[Point labeling dataset excerpts]
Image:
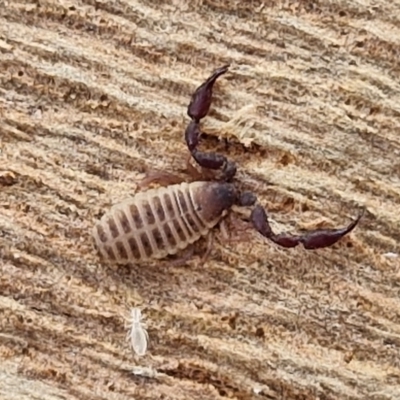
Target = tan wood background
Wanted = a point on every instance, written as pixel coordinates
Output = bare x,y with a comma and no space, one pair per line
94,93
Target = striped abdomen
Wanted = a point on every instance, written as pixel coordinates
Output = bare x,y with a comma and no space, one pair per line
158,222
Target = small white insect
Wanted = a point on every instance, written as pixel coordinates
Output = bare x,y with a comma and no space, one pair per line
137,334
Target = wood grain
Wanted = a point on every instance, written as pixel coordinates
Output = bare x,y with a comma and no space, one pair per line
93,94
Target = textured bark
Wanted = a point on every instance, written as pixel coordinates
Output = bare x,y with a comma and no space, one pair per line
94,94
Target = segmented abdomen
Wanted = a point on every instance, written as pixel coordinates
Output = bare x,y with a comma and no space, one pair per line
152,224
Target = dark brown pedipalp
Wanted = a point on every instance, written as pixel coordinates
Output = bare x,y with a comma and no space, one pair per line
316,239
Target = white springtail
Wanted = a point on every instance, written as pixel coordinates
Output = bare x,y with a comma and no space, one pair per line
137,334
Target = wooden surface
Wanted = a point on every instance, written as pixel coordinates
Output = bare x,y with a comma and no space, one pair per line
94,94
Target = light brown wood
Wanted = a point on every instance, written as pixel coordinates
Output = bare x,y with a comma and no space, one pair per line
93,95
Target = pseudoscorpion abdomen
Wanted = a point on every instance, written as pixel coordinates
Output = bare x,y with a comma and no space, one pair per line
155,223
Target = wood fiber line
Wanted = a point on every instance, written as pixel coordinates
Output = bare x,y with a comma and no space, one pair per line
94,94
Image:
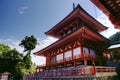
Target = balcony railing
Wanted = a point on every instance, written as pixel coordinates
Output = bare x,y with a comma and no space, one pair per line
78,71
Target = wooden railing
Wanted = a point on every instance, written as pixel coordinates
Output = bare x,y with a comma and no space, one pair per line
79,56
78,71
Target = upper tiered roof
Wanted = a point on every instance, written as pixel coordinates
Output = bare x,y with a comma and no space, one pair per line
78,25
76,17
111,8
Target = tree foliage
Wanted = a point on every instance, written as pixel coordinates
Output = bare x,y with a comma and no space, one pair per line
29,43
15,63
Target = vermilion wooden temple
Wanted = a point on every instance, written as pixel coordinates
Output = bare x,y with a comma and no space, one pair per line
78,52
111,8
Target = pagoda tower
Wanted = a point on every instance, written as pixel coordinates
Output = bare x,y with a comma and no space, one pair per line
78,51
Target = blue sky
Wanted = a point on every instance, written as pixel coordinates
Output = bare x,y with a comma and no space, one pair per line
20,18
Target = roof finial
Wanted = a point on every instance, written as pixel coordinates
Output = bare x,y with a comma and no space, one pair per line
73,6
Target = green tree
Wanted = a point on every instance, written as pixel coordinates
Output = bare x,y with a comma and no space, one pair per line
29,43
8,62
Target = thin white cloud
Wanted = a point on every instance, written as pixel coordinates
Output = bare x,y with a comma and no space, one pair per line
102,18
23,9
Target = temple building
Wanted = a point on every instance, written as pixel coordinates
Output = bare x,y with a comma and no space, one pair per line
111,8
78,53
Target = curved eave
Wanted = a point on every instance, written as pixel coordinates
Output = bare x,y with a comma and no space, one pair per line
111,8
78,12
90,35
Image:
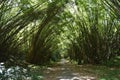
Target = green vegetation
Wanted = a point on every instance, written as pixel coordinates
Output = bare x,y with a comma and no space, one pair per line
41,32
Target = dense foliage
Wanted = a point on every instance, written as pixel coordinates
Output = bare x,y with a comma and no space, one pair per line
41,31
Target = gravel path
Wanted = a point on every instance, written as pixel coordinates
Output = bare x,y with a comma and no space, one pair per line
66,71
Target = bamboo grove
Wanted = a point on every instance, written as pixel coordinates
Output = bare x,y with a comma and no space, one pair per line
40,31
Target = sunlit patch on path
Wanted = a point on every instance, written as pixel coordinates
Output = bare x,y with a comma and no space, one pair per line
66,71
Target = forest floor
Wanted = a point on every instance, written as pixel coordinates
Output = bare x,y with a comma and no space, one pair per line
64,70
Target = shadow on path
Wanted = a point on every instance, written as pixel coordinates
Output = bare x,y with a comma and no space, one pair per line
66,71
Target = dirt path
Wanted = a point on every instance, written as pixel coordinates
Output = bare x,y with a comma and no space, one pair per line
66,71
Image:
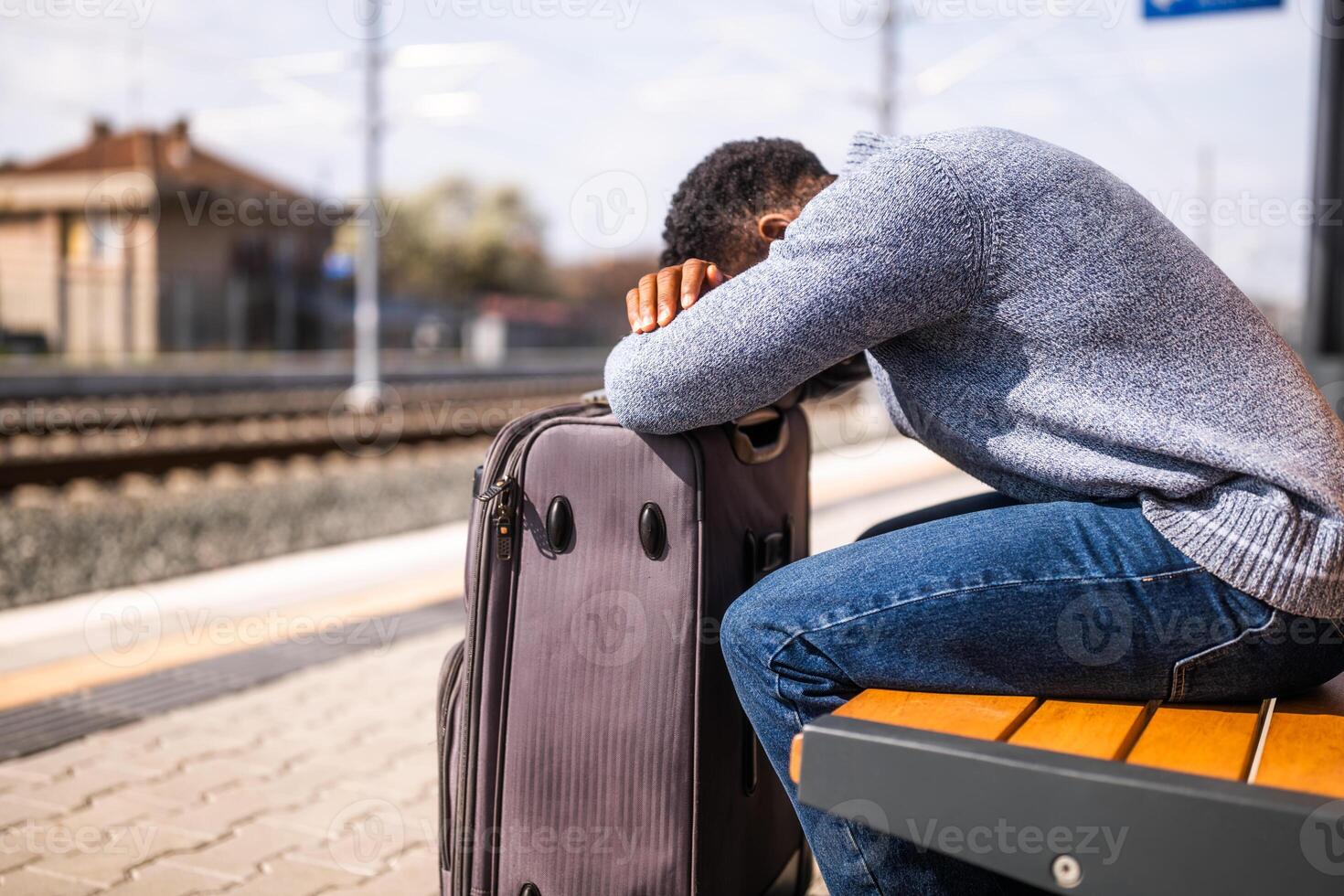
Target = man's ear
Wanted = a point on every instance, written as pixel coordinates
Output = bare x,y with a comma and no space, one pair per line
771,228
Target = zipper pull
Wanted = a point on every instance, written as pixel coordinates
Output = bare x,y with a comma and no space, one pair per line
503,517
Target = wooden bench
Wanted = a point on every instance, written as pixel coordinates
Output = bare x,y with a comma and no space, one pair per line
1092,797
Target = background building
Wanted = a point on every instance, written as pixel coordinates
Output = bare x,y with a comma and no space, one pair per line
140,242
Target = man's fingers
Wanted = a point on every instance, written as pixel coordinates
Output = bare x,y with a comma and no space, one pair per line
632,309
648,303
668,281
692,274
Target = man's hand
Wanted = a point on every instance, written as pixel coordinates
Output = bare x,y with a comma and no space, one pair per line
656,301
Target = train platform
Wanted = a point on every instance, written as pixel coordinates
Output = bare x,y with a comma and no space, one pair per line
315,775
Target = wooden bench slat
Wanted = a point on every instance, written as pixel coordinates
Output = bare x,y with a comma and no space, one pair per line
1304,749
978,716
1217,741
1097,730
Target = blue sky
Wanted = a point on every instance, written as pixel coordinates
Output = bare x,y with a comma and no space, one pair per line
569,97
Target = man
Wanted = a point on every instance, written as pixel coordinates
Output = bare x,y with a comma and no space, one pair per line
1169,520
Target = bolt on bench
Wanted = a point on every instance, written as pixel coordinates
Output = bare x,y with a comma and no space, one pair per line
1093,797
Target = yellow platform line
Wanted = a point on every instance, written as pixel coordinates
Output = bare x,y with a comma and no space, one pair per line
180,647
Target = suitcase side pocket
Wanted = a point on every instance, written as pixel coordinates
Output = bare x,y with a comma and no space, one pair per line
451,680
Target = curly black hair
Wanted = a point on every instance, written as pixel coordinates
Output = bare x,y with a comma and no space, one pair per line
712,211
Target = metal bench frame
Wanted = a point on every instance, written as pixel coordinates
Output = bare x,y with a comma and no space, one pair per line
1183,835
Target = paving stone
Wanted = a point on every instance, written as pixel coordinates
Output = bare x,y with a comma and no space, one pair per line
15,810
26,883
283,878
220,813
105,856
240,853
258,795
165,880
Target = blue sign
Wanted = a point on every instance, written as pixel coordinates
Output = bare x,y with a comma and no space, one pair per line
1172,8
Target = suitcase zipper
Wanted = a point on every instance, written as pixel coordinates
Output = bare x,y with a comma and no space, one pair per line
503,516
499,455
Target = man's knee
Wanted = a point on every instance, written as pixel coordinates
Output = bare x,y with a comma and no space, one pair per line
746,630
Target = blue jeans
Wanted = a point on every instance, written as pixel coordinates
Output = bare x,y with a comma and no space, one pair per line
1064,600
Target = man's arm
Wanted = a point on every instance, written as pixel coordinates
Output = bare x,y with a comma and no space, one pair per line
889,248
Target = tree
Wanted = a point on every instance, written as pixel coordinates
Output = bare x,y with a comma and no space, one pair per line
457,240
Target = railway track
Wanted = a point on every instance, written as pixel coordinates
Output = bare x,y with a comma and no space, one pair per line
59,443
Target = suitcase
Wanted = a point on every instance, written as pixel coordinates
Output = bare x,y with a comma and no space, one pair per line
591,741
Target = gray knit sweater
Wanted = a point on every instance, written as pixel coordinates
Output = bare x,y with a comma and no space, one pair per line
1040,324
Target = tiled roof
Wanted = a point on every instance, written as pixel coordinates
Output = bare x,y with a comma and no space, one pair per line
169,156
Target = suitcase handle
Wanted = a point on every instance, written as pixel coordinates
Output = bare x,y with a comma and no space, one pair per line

• **STATED TASK**: Repeat the material above verbatim. Leave the pictures behind.

• **WRITTEN REPLY**:
Image:
Target = tan wood background
Wanted = a point on every instance, written as pixel coordinates
Output = bare x,y with a comma and no space, one pair per line
94,93
Target = striped abdomen
Wanted = a point on every instance, written as pixel coordinates
Output = bare x,y with a comma and no space, one pair per line
158,222
Target = small white insect
Wanted = a point on every instance, written as pixel coordinates
Output = bare x,y with a comma and no space, one pair per line
137,334
Target = wood grain
Wanted = a point on every instance, written as pixel coordinates
Output = bare x,y with a comma and no space, one pair per line
93,94
Target = textured bark
Wanted = a point on every instance, written as pixel coordinates
Output = bare x,y with a comma and no space, one pair per line
94,94
Target = segmented abdomen
Wanted = a point on every instance, written as pixel coordinates
Output = bare x,y with a comma and no space, one pair per line
152,224
Target = dark brown pedipalp
Wanted = a point on every instance, written as pixel coordinates
Output = bare x,y with a comma and no space, one pair per line
316,239
Target = white springtail
Wanted = a point on every instance, written as pixel coordinates
Output = bare x,y with a comma and no space, one pair per line
137,334
Target = wooden surface
Wanted = a point on every instance, written as pixel coordinates
Output = bare x,y with a comma and no space, one pair per line
94,94
Target = light brown wood
Wanted = a point on every instance, written as pixel coordinates
Output = bare x,y with a comma and no space, one pair per line
93,95
Target = pseudoscorpion abdomen
Wanted = a point on every instance, written as pixel coordinates
Output = bare x,y with a comma and no space, one pair per line
155,223
Target = wood fiber line
Wanted = a point on every instance, written as pixel coordinates
Output = bare x,y with a comma and no space, one pair per line
94,94
Image:
Target = balcony railing
Wanted = a point on every instance, written as pixel coordinates
Output = bare x,y with a comma and no space, one pair per line
78,71
Target = wooden railing
Wanted = a point on every instance, written as pixel coordinates
Output = bare x,y with a comma and no space, one pair per line
79,56
78,71
Target = upper tiered roof
Wanted = a point on every instance, written as pixel coordinates
Output = bare x,y with a comma and no space, one pair per line
78,25
76,17
111,8
Target = tree foliage
Wanted = a point on every instance, written as pixel coordinates
Output = bare x,y with a comma and no space, one pair per line
29,43
15,63
Target = vermilion wooden temple
Wanted = a point on every instance, written as pixel coordinates
Output = bare x,y with a comma and no space, one pair per line
78,52
111,8
Target = pagoda tower
Wanted = a point on every instance, written as pixel coordinates
Output = bare x,y with a comma and no space, one pair per line
78,51
Target = blue sky
Wanted = a point on every instance, written as pixel coordinates
Output = bare x,y with a comma and no space, one pair per line
20,18
Target = roof finial
Wanted = a point on every instance, written as pixel coordinates
Output = bare x,y with a comma and no space, one pair per line
73,6
Target = green tree
Wanted = a point on every instance, written as pixel coordinates
Output = bare x,y with a comma and no space, one pair per line
29,43
8,62
Target = thin white cloud
Wanted = a point on every instance, written as pixel coordinates
Output = bare x,y with a comma and no space, one pair per line
102,18
23,9
Target = temple building
Wanted = a point on every instance, written as pixel coordinates
Output = bare x,y with a comma and no space, one pair per line
111,8
78,53
Target = curved eave
Wanted = a point on every instance, written as pixel coordinates
Output = bare x,y with a comma and no space, one pair per line
111,8
78,12
90,35
Image:
Target = green vegetation
Wanted = a point on every instance, written as pixel coordinates
Output = bare x,y with a comma and no space, one pair per line
41,32
Target = dense foliage
Wanted = a point on every instance, written as pixel coordinates
Output = bare x,y with a comma and no space, one pair per line
41,31
Target = gravel path
Wanted = a point on every instance, written as pixel coordinates
Output = bare x,y with a comma and no space, one pair per line
66,71
Target = bamboo grove
Wanted = a point on every instance, written as pixel coordinates
Output = bare x,y with a comma and no space, one pair per line
40,31
Target = sunlit patch on path
Wanted = a point on every instance, written as pixel coordinates
Output = bare x,y with a comma and no space, one pair per line
66,71
Target = forest floor
Wanted = a point on every instance, written as pixel coordinates
Output = bare x,y with a comma and no space, one pair per line
64,70
Target = shadow on path
Wanted = a point on every instance, written as pixel coordinates
Output = bare x,y with a comma and no space, one pair per line
66,71
Target = dirt path
Wanted = a point on every instance, written as pixel coordinates
Output = bare x,y with a comma and no space, one pair per line
66,71
Image:
Target = man's ear
Wanted = a point on every instance, written as pixel coordinates
Output = bare x,y with a comma and no space, one pair per line
771,228
Target = zipper pull
Wanted = a point on every instance, written as pixel coordinates
Output = bare x,y with a comma and no space, one pair per line
503,517
Target = wooden bench
Wanted = a point on every instance, written as pixel coordinates
Output = bare x,y with a comma and no space, one pair per line
1092,797
Target = background building
Wanted = a point on every instance, written as pixel coordinates
Output = bare x,y with a comma and no space, one pair per line
140,242
Target = man's fingers
Wanted = a point on every instance, written as pixel coordinates
Output = bare x,y with a comma and no space, one pair per line
632,309
648,303
668,281
692,274
Target = man's hand
Wanted = a point on every instance, written as pixel coordinates
Output = bare x,y with a comma and no space, one pair per line
656,301
Target = train platform
Wanted = a point on every instance, written as pixel coordinates
Output = bare x,y with a comma and no space, one pair per line
315,775
Target = wooden bench slat
Wanted = a point on every instance, written as pixel coordinates
Output = bare x,y with a comma and no space, one pair per line
1304,749
978,716
1217,741
1097,730
Target = blue sky
Wanted = a point on every instance, written as pixel coordinates
Output = bare x,y with a comma and no space, one pair per line
569,97
Target = man
Wanted = a point on every instance, written as pixel coordinates
Output = bare x,y with a comma and no space, one pair per line
1169,520
Target = bolt on bench
Wanted = a point on every instance, written as pixel coordinates
Output = bare x,y with a comma and no space, one pair per line
1093,797
Target = yellow platform line
Wanted = a point on every instance, written as pixel coordinates
Output = bare x,y with a comma and no space, one pair per line
180,647
Target = suitcase side pocket
Wanted = a point on every instance, written as pixel coordinates
Output = bare x,y with a comma and no space, one pair per line
451,680
Target = curly black hair
Wanted = a point on every instance, written as pixel coordinates
Output = bare x,y with a comma and no space, one pair per line
712,211
Target = metal bench frame
Wanted = a point on every instance, written as pixel coordinates
Output = bare x,y with a comma and no space, one pair per line
1183,835
Target = paving stone
Wanted = a point on every instance, written as pixel coordinates
Output = bare x,y with a comma and no space, one pair per line
15,810
26,883
283,878
220,813
105,856
240,853
258,795
165,880
Target = blue sign
Wanted = a point on every instance, written as pixel coordinates
Output = bare x,y with a comma and no space, one pair per line
1172,8
Target = suitcase zipper
Wanted = a point on every instance, written as pixel coordinates
Output = bare x,y with a comma and no space, one pair per line
503,516
499,455
Target = man's knee
Wanted = a point on every instance, written as pixel coordinates
Output = bare x,y with a comma and no space, one pair per line
746,630
Target = blue jeans
Wanted = a point on every instance, written as pixel coordinates
Output = bare x,y with a comma and no space, one pair per line
1064,600
Target = man's arm
Wanted = a point on every instance, written as pixel coordinates
Output = bare x,y with a comma and no space, one pair per line
889,248
Target = tree
Wanted = a point on every instance, written as pixel coordinates
Output = bare x,y with a comma and no space, one pair per line
457,240
Target = railway track
Wanted = a point on every instance, written as pixel coordinates
Output = bare x,y with a comma and no space, one pair per line
59,443
Target = suitcase
Wanted = a point on every instance, written as pixel coordinates
Output = bare x,y with a comma and no space, one pair per line
591,741
Target = gray knit sweater
Wanted = a point on every instance, written as pixel coordinates
Output = bare x,y with a comma and no space, one pair per line
1040,324
Target = tiled roof
Wanted = a point on every instance, written as pixel coordinates
Output = bare x,y with a comma and no space, one pair per line
169,156
Target = suitcase handle
Wanted = a point on every instance, written as pixel coordinates
Output = bare x,y with a comma and no space, one pair per line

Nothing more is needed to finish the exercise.